= Material for this exercise =

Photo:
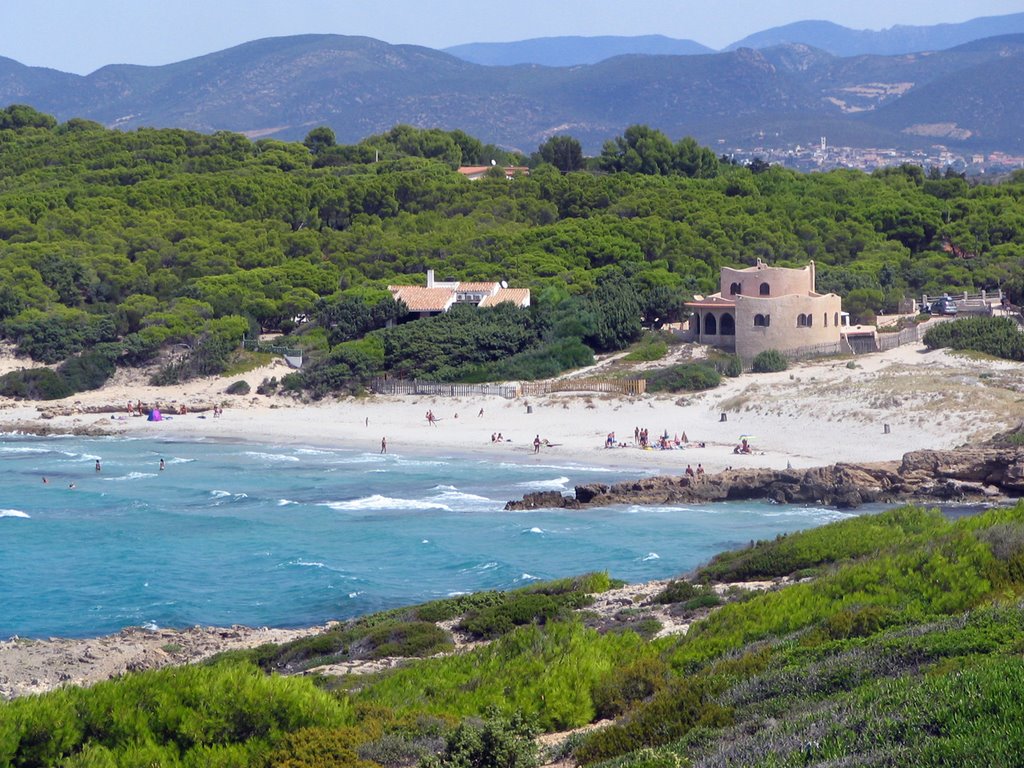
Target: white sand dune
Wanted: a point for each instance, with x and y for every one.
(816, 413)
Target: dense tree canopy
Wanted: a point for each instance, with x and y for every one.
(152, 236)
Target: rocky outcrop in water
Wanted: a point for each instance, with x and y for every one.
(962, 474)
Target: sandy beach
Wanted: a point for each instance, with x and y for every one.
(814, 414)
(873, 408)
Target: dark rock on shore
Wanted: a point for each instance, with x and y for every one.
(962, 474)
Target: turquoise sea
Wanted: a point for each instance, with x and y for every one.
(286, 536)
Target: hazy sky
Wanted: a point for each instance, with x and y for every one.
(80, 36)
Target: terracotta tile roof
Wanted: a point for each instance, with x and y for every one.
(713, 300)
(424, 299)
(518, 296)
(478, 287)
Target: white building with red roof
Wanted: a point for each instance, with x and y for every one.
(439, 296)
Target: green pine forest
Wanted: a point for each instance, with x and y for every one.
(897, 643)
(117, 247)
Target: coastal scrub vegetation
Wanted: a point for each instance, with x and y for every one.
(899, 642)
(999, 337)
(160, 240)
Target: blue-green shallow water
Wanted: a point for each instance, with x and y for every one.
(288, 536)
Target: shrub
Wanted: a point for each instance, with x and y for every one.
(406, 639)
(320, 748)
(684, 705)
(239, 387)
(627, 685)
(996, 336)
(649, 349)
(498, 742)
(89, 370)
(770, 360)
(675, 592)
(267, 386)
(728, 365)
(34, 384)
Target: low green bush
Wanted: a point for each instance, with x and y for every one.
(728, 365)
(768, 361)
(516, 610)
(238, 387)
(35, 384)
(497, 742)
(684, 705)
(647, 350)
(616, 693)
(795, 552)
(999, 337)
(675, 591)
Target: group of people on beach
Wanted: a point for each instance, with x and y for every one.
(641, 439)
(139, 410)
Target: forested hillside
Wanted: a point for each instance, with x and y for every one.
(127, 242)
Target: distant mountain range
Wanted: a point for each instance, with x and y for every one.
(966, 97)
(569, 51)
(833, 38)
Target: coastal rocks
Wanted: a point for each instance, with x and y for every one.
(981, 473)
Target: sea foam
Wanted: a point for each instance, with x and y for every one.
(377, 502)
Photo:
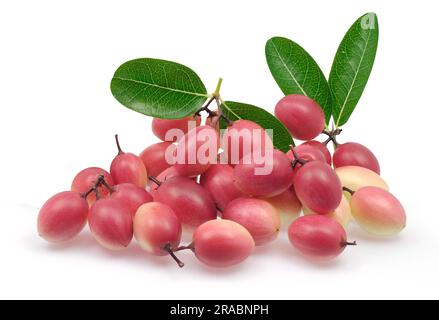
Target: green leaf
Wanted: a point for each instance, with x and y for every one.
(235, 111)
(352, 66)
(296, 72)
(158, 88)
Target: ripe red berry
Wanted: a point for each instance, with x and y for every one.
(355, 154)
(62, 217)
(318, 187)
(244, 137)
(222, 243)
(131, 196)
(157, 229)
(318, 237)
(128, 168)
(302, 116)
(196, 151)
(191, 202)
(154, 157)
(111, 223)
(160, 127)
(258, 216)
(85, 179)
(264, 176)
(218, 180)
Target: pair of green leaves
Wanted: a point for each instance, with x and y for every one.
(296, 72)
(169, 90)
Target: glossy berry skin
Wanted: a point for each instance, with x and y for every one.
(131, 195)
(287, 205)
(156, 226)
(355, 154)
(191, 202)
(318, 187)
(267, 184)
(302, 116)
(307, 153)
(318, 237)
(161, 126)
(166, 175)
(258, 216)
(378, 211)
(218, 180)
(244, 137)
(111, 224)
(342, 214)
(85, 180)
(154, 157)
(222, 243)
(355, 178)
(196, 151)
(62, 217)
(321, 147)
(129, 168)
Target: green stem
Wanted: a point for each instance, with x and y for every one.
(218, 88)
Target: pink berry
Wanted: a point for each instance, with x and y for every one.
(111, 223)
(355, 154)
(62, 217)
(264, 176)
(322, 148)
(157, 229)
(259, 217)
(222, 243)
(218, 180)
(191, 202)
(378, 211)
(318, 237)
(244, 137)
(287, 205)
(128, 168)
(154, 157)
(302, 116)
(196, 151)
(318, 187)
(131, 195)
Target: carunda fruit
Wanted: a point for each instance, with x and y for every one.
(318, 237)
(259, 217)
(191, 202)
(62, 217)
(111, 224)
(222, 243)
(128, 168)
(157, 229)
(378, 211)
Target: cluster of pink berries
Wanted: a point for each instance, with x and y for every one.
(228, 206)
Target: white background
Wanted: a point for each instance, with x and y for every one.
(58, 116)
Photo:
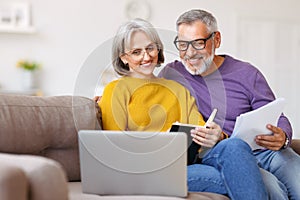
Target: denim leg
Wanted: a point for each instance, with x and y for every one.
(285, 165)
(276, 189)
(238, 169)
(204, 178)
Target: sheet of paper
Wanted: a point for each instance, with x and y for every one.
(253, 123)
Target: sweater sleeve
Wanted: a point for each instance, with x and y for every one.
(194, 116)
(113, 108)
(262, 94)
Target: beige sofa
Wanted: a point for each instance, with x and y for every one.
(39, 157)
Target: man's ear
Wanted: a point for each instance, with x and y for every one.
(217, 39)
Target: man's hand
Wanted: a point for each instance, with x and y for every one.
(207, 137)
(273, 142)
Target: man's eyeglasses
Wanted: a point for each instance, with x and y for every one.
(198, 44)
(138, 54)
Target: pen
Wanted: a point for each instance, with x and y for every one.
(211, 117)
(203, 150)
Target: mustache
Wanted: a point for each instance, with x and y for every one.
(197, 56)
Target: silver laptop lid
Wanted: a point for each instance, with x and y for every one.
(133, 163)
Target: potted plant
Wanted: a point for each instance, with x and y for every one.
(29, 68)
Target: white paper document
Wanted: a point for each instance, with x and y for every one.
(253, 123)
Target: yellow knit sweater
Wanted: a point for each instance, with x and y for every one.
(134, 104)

= Work order =
Considering only the material above, set down every line from the one with "Target: low green bush" to the one with "Target: distant mountain range", inclusive, exactly as written.

= Task response =
Target: low green bush
Wanted: a point for each instance, with x and y for every one.
(728, 365)
(768, 361)
(516, 610)
(238, 387)
(35, 384)
(497, 742)
(684, 705)
(647, 350)
(616, 693)
(795, 552)
(999, 337)
(675, 591)
Target: group of people on beach
Wanted: a point for each instance, with x and y for every one.
(641, 439)
(139, 410)
Target: forested hillside
Wanted: a point for each instance, with x and y for every one.
(127, 242)
Target: distant mountain range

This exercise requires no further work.